TEXTE FOURNI:

◇ ◇ ◇ ◇ ◇ ◇ ◇

Les oies de Saint Martin

Si, le 11 novembre, on prend la route vers la frontière autrichienne, ou qu’on la franchisse pour filer en Bavière ou en Bohême, les restaurants le long du chemin vous font saliver avec leurs affiches pour le dîner de l’oie de la Saint-Martin, souvent accompagnées de photos alléchantes. Il y a six ou sept ans, alors que je suivais les traces de Saint Martin pour son 1700ᵉ anniversaire, de sa ville natale de Szombathely jusqu’à sa tombe à Tours, j’ai moi-même goûté à ce festin et j’en ai pris des photos. Mais mes clichés se sont perdus et le livre prévu pour son anniversaire n’a jamais vu le jour. En revanche, si quelqu’un m’envoie une photo vraiment alléchante d’un dîner de la Saint-Martin ce soir, je la mettrai ici.

◇ ◇ ◇ ◇ ◇ ◇ ◇

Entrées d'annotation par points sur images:
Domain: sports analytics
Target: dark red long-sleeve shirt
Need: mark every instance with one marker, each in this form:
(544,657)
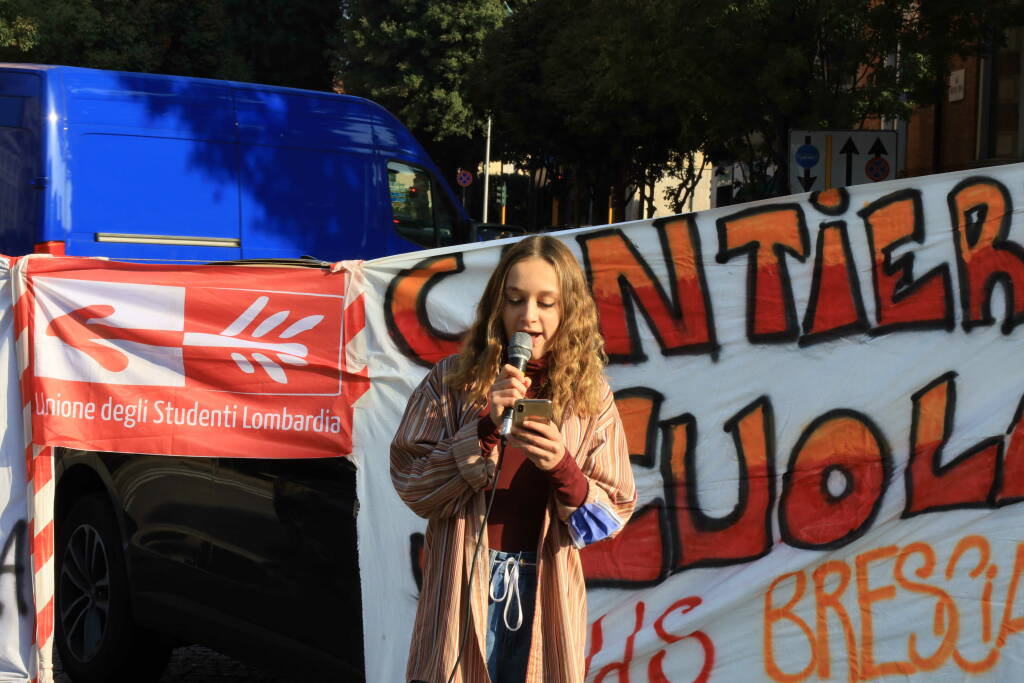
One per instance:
(522,488)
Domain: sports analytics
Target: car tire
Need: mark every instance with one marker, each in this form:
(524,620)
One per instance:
(95,636)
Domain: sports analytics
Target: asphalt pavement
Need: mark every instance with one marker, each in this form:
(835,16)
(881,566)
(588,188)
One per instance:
(198,665)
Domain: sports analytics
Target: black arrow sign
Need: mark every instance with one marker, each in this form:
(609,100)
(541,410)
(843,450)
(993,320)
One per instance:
(807,179)
(849,148)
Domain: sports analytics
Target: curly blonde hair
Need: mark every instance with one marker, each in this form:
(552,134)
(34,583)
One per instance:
(576,352)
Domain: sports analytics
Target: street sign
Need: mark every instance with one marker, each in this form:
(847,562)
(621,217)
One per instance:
(823,159)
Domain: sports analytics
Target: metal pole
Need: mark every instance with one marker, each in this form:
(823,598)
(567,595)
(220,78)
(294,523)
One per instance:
(486,171)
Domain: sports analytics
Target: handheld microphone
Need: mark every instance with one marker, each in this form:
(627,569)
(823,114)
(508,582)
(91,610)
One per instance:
(520,349)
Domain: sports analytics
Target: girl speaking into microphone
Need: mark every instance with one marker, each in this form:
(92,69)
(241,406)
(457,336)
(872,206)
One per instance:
(518,612)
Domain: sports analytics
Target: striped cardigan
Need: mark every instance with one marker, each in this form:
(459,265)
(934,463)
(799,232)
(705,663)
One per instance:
(439,472)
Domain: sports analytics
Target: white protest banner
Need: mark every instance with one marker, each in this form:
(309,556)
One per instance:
(16,611)
(822,398)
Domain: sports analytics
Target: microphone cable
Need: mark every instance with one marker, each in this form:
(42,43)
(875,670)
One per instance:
(472,565)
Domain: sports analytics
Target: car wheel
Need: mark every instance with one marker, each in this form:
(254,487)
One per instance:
(95,636)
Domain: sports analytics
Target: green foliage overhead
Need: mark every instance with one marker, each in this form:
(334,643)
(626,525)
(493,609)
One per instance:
(17,32)
(413,56)
(282,42)
(641,84)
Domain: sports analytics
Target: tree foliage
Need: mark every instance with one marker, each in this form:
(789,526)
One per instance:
(413,56)
(282,42)
(639,86)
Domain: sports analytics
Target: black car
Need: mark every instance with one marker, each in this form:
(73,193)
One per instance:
(252,557)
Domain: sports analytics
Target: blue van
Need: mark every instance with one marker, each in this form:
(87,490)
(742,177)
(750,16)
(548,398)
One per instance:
(145,167)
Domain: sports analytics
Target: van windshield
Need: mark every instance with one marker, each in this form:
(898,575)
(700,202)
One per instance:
(420,212)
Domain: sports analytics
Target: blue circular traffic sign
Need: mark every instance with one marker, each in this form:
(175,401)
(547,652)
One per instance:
(807,156)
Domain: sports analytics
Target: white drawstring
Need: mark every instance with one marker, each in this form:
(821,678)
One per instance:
(510,572)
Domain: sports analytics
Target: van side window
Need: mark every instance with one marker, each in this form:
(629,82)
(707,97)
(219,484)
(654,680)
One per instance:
(420,212)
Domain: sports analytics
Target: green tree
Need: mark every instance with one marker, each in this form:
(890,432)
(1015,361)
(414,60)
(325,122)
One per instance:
(582,87)
(414,56)
(629,90)
(17,32)
(282,42)
(772,66)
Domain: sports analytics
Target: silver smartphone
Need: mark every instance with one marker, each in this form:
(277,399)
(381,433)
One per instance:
(530,408)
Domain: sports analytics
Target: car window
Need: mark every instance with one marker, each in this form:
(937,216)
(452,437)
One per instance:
(420,211)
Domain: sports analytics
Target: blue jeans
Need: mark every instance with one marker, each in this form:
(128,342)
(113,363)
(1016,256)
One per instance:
(510,614)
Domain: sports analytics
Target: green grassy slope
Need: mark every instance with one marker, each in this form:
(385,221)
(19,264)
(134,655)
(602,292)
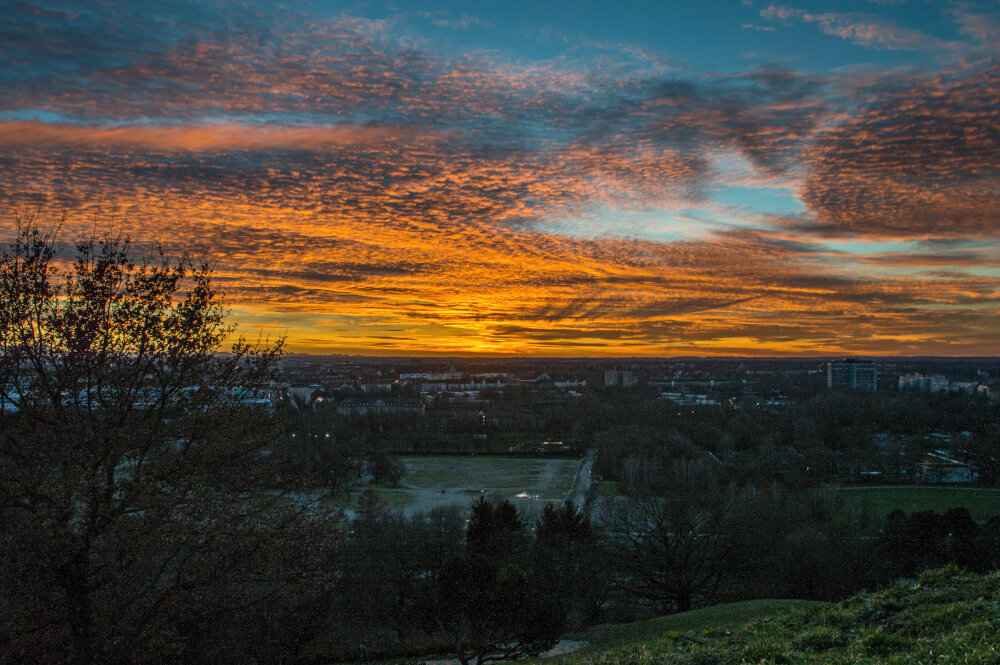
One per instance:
(946,617)
(981,503)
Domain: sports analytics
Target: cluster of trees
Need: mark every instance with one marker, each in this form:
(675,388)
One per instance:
(143,519)
(133,527)
(138,517)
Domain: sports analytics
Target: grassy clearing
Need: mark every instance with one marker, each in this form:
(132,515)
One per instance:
(946,617)
(981,503)
(721,617)
(549,477)
(607,488)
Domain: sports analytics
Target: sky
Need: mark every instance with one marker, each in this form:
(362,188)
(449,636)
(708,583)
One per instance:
(533,179)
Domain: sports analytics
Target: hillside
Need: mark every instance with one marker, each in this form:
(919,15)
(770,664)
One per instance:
(947,616)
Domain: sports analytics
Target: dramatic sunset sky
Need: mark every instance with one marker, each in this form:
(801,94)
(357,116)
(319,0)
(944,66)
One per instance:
(536,178)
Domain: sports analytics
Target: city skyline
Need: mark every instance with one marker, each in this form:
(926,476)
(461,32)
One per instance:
(586,179)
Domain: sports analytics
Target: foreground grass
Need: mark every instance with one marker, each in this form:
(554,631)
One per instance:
(728,616)
(946,617)
(981,503)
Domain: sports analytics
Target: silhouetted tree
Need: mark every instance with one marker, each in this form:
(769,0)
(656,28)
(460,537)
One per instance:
(128,449)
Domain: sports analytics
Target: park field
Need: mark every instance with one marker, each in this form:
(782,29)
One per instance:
(434,481)
(981,503)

◇ ◇ ◇ ◇ ◇ ◇ ◇

TÂCHES À RÉALISER:
a) Dans le texte sur les oies de la Saint-Martin, quel trajet a été suivi sur les traces de Saint Martin ?
b) Repérez, s'il vous plaît, chaque ligne des enregistrements contenant le mot "green" et recopiez-la, en tenant compte de la casse.
Ces enregistrements n'ont aucun lien avec le texte.

RÉSULTATS ATTENDUS:
a) De sa ville natale de Szombathely jusqu'à sa tombe à Tours.

b)
Target: green foliage overhead
Target: green tree
Target: green grassy slope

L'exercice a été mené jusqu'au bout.